Task directions →
For the listing beneath, state how many lines contain the string "roof". Give the number by itself.
*** Data to use Section Begins ***
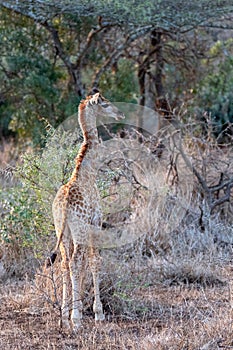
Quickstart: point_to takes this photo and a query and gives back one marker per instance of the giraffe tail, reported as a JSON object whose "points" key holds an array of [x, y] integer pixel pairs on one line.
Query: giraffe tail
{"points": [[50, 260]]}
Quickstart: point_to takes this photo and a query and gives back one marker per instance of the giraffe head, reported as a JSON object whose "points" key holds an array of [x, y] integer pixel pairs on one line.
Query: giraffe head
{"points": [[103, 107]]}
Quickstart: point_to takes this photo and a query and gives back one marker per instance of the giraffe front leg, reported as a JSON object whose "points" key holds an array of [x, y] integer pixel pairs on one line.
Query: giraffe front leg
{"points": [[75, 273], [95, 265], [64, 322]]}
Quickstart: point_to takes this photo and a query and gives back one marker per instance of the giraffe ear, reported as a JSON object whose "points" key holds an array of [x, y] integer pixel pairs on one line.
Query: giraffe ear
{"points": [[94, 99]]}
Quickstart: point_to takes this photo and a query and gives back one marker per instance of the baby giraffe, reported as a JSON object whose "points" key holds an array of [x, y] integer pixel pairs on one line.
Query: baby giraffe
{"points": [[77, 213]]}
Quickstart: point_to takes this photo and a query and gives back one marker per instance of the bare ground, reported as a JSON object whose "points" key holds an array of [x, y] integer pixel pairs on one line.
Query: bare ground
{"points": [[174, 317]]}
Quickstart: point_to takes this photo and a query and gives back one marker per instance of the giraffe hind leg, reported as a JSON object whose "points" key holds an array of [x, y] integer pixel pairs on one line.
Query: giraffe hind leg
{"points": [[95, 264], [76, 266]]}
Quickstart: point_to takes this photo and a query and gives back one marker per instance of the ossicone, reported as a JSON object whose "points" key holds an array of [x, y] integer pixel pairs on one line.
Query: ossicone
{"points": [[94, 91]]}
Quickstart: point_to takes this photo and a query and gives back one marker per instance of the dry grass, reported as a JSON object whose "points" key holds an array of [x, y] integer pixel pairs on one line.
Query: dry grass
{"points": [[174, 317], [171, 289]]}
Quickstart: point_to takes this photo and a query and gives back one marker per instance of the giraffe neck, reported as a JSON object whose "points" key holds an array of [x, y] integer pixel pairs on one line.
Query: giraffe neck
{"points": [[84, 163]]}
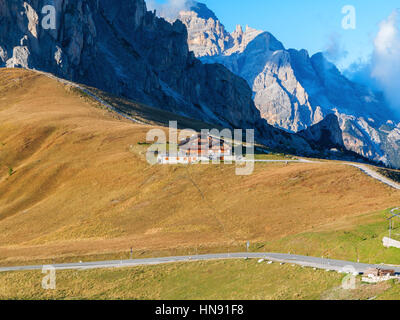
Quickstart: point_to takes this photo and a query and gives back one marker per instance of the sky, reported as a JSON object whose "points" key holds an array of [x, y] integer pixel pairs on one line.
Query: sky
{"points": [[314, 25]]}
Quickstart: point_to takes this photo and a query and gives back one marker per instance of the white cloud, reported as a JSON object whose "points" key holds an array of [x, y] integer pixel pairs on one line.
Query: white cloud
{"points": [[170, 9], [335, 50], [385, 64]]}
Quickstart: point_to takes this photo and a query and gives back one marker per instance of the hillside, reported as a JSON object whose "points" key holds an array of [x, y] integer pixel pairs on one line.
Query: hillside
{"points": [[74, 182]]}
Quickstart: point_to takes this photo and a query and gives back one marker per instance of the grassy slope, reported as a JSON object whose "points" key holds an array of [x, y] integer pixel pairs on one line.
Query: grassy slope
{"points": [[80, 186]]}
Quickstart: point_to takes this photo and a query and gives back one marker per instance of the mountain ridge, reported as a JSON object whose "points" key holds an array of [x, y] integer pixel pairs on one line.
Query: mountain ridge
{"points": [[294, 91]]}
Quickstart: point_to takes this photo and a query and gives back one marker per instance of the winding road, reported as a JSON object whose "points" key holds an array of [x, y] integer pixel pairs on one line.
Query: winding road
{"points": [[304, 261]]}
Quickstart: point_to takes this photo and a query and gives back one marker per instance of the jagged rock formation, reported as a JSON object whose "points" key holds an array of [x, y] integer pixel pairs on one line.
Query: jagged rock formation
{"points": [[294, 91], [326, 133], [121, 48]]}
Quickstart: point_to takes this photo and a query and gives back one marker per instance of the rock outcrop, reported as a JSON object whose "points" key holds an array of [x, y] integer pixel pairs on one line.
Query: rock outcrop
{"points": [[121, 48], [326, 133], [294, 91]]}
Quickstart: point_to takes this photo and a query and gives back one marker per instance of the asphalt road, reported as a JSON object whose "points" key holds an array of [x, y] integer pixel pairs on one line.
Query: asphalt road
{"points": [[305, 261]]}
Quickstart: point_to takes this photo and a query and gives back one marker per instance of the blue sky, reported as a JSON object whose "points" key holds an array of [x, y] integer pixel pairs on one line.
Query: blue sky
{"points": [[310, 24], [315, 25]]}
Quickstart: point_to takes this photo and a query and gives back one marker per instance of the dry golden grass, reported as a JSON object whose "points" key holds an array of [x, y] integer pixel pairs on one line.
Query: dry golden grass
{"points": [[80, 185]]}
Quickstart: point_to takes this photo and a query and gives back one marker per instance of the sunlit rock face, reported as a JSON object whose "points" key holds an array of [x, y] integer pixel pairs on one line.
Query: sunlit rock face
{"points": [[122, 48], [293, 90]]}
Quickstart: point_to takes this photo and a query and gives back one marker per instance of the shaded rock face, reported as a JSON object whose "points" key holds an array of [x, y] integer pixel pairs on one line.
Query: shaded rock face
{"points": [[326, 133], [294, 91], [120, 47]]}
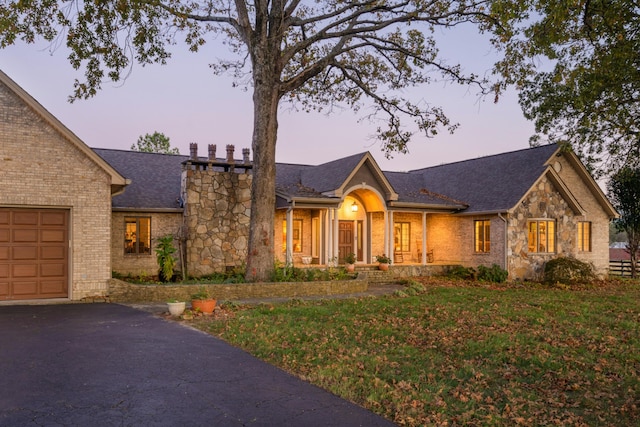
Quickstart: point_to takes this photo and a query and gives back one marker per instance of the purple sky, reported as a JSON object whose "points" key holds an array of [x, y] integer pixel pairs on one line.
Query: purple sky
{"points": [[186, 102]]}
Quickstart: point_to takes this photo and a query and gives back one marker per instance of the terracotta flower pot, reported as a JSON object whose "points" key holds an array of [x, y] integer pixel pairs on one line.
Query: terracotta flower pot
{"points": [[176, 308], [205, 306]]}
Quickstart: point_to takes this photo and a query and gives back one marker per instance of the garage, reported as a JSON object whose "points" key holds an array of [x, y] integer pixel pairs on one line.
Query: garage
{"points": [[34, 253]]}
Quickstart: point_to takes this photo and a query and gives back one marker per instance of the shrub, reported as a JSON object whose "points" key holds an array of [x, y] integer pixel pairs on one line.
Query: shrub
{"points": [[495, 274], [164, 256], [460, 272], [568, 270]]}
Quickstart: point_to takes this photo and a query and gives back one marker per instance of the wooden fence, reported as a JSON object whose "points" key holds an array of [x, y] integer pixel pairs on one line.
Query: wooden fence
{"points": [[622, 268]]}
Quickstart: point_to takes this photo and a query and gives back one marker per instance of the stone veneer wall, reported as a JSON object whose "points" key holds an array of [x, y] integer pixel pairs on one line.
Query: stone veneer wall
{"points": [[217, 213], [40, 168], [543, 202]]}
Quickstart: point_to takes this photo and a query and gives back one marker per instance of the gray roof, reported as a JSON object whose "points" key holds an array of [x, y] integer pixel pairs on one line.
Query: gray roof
*** Data to use Section Ends ***
Solution for this exercise →
2